COSA SI RICHIEDE: Ricopia dal brano sulla cannabis terapeutica la parte compresa tra "Di questo non" e "interessare alla cannabis.", estremi inclusi.

BRANO DA LEGGERE:
Ci sono persone che ci scrivono che in alcuni ospedali non hanno ancora idea di cosa sia la cannabis terapeutica, o dell’impossibilità di trovare un medico prescrittore.
Di questo non ci possiamo stupire: sono ormai 14 anni che abbiamo una legge sulla Cannabis Terapeutica e, solo un paio di Università illuminate hanno iniziato a tenere corsi universitari per i medici che si vogliono interessare alla cannabis.
Forse lo Stato si nasconde dietro al fatto che la cannabis sia una medicina che viene somministrata solamente dopo aver percorso altre strade? Tra cui gli oppiacei?
Nel lassismo generale le quantità di cannabis terapeutica non bastano mai, la qualità dei piani terapeutici è scadente perché spesso capita che un paziente debba muoversi da una qualità all’altra di medicina, e i pazienti che non possono vivere senza terapia praticano l’auto coltivazione, rischiando tutti i procedimenti penali del caso.
Miopia scientifica o consapevolezza? Se guardiamo oltreoceano, in America, prima del proibizionismo lo Stato finanziava (addirittura) i progetti di ricerca sulla psilocibina e l’LSD a fini terapeutici: dalla John Hopkins ad Harvard. In Italia facciamo fatica a trovare una sola università che parli di ricerca scientifica in merito alla cannabis, mentre in altri centri di ricerca stanno studiando le proprietà delle numerose molecole da cui è costituita la cannabis.

DATI DISPONIBILI:
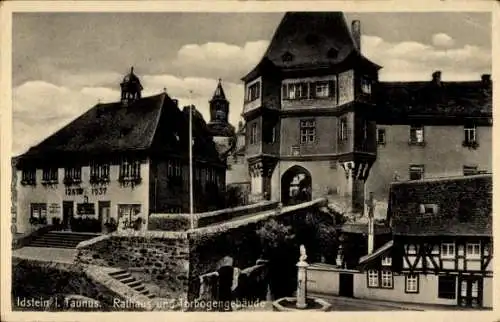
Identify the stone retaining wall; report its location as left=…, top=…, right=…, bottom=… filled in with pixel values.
left=76, top=232, right=189, bottom=297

SOLUZIONE DEL COMPITO:
Di questo non ci possiamo stupire: sono ormai 14 anni che abbiamo una legge sulla Cannabis Terapeutica e, solo un paio di Università illuminate hanno iniziato a tenere corsi universitari per i medici che si vogliono interessare alla cannabis.